JOBS:
A. In the forum post on acts_as_ferret and stop words, which search string returns no results?
B. List each distinct identifier in the forum post on acts_as_ferret and stop words that contains an underscore or a double colon.

Aaf and stop words; query parser

I’ve been trying to implement acts_as_ferret in my latest project and
ran into a snag. If I do a search for ‘auditor state’ then the search
works perfectly. If I include a stop word, as in ‘auditor of state’,
then I get no results. I’d prefer not to set stop words to nil and index
everything.

The solution, that I have yet to attempt, is to use Ferret::QueryParser
instead of passing the query as a string to the search method.

I couldn’t find a way to do this with the current acts_as_ferret plugin
and was wondering if modifying the plugin to have a
“ferret_query_parser” method would be better than trying to use Ferret
directly from my app model.

Also, wouldn’t this approach be necessary if I implement my own
analyzer? I was thinking of possibly using the double metaphone
algorithm and thinking that without the query parser to analyze the
search string using my custom analyzer that I wouldn’t get any results.

I hope that I haven’t missed something obvious in aaf’s api.

On a side note, is there any recommended place to place custom analyzers
for rails apps?

ENTRIES PROVIDED:
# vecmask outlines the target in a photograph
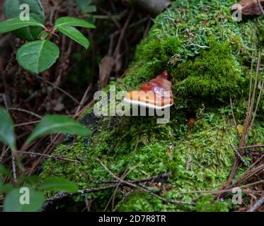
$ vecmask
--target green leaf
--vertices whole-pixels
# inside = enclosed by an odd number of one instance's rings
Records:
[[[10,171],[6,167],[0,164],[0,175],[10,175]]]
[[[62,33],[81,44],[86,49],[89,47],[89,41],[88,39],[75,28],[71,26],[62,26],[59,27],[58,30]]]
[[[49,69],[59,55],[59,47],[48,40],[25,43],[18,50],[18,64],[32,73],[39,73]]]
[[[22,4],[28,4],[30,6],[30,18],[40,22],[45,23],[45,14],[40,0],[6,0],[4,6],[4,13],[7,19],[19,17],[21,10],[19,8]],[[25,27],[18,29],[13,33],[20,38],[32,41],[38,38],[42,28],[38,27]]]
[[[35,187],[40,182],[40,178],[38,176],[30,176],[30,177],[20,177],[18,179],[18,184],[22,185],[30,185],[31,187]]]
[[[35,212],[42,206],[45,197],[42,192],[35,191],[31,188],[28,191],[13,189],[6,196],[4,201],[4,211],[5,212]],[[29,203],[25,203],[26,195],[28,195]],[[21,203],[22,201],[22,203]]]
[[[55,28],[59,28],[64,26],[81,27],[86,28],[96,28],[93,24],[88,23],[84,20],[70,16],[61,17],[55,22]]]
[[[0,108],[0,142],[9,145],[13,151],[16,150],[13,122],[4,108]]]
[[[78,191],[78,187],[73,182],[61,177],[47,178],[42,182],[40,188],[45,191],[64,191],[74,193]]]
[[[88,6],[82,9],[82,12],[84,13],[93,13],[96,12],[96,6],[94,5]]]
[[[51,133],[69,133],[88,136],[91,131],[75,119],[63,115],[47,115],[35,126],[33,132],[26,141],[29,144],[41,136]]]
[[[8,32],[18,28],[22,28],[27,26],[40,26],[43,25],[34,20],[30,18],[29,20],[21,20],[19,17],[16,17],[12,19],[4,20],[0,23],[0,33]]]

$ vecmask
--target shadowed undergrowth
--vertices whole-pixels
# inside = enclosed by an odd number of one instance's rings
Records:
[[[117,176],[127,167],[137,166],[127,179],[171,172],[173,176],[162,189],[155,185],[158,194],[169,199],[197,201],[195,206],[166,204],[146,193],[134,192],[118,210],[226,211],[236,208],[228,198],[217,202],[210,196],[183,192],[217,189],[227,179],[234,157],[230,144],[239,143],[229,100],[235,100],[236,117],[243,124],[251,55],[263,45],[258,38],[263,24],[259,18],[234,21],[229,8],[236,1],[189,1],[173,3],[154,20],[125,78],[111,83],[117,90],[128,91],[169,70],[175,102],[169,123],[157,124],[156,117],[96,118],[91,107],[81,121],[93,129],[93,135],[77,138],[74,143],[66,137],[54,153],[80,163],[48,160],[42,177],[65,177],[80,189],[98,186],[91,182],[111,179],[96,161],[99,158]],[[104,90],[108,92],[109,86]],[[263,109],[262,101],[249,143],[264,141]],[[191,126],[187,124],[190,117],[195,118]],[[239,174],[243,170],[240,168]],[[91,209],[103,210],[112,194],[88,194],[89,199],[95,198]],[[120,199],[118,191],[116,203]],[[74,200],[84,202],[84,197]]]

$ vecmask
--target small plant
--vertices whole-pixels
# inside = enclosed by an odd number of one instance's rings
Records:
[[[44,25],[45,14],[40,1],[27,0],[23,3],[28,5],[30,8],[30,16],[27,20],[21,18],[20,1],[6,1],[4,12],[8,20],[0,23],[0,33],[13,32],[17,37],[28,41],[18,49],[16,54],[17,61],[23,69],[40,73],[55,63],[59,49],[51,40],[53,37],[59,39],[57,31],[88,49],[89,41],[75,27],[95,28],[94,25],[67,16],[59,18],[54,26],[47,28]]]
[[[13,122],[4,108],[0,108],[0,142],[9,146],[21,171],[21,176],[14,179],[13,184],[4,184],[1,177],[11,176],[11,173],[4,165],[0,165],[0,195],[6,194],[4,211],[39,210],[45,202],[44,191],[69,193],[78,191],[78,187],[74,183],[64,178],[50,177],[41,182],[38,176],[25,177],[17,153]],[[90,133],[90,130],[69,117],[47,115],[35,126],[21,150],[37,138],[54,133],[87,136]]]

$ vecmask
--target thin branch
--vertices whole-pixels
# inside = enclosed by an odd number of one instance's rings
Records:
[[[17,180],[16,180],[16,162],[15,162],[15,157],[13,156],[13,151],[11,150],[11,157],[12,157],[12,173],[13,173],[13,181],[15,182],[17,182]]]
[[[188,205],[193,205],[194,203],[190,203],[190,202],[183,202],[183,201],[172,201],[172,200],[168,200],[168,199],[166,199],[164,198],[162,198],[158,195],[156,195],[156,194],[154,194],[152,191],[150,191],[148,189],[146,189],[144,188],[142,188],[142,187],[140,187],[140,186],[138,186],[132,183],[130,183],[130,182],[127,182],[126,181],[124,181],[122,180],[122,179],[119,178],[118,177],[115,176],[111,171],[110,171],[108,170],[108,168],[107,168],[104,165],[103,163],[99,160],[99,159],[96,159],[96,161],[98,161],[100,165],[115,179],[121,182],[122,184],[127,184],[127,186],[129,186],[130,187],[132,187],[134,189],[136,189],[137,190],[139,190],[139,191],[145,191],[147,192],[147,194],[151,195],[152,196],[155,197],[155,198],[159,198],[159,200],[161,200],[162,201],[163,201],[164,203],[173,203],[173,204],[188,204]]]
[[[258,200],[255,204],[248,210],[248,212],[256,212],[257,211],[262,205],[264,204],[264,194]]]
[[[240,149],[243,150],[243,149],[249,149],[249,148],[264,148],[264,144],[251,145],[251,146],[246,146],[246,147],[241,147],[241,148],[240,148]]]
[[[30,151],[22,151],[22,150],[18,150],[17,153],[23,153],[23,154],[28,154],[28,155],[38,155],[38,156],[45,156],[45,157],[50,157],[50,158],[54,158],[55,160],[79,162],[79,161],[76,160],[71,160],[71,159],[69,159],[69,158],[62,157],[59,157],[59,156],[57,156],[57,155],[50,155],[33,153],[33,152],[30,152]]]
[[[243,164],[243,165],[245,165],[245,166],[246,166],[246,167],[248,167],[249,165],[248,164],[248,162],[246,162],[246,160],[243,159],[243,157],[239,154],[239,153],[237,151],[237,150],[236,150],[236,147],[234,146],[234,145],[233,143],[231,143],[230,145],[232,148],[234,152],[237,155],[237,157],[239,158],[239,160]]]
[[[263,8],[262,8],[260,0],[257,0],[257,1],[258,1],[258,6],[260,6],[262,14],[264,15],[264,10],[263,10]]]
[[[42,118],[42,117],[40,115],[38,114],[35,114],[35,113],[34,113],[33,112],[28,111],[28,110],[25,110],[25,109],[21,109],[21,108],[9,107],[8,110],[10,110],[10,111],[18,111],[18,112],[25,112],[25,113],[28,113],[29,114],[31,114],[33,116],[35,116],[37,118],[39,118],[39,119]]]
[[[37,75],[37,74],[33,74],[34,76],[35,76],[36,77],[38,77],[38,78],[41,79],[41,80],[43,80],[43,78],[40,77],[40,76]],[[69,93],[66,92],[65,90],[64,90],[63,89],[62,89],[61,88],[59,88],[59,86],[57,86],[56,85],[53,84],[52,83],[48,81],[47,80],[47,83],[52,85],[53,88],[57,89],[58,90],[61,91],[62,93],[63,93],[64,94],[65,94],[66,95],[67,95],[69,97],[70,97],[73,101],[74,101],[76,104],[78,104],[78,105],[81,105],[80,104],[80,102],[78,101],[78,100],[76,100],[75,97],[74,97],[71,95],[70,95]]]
--
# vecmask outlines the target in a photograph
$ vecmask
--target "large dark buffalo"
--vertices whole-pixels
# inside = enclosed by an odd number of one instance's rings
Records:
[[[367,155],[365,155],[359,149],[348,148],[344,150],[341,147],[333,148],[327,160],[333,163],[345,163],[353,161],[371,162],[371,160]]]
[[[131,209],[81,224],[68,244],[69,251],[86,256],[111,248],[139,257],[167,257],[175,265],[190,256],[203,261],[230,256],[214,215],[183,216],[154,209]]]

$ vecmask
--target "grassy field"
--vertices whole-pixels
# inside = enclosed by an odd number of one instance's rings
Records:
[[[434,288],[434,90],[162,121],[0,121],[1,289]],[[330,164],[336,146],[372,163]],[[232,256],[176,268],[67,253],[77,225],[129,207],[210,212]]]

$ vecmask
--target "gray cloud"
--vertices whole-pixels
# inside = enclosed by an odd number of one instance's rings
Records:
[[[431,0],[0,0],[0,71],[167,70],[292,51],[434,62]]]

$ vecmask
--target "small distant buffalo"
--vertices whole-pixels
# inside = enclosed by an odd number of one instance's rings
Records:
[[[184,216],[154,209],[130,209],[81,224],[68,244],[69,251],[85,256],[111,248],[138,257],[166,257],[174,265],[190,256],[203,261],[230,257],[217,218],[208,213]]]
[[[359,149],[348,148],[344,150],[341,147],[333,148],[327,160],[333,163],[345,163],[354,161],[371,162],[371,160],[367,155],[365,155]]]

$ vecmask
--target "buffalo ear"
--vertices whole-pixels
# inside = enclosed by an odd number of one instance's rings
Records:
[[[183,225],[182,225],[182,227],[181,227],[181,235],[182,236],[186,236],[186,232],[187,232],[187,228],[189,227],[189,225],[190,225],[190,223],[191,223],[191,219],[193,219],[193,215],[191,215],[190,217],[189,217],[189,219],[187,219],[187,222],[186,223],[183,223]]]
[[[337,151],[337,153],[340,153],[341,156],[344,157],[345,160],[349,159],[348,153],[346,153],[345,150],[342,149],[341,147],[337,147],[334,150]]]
---
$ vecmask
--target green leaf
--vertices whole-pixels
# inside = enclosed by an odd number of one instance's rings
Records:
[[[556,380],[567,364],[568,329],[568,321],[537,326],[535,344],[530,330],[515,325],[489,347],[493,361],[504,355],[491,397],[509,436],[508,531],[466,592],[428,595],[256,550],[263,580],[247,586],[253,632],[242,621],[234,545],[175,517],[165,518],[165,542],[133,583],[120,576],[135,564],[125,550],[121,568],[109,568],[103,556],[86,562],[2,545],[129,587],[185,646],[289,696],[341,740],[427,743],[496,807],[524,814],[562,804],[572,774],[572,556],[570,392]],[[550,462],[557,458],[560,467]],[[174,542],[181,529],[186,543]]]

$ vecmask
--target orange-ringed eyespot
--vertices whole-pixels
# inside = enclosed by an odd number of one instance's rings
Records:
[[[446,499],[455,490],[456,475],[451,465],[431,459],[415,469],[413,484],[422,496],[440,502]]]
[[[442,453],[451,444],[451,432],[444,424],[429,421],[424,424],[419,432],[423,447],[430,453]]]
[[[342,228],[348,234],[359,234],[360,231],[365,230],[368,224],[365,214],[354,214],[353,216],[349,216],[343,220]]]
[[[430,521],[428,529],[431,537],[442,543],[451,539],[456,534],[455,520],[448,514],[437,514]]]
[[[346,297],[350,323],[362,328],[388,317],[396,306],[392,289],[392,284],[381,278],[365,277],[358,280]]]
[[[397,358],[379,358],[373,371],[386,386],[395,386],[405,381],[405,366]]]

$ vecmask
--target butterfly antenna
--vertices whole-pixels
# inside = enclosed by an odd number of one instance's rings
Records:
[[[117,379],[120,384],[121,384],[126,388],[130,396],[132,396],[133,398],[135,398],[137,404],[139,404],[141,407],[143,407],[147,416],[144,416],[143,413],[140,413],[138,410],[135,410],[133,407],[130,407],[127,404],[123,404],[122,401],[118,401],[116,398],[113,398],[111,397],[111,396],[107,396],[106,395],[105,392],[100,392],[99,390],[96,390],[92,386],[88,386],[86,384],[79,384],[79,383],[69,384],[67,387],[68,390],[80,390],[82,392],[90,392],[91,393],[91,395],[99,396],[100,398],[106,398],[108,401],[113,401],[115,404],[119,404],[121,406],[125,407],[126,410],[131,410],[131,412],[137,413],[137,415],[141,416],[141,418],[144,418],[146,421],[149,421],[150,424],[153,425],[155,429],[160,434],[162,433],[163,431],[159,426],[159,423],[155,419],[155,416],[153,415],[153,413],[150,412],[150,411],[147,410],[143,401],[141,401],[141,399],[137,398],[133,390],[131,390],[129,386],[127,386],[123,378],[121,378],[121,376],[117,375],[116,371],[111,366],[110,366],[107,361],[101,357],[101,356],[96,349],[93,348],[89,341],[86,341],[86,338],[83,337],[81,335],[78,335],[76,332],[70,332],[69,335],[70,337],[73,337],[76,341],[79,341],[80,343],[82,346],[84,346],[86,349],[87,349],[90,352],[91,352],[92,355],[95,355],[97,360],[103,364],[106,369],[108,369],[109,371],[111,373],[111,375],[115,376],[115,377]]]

THE SOLUTIONS:
A. 'auditor of state'

B.
acts_as_ferret
Ferret::QueryParser
ferret_query_parser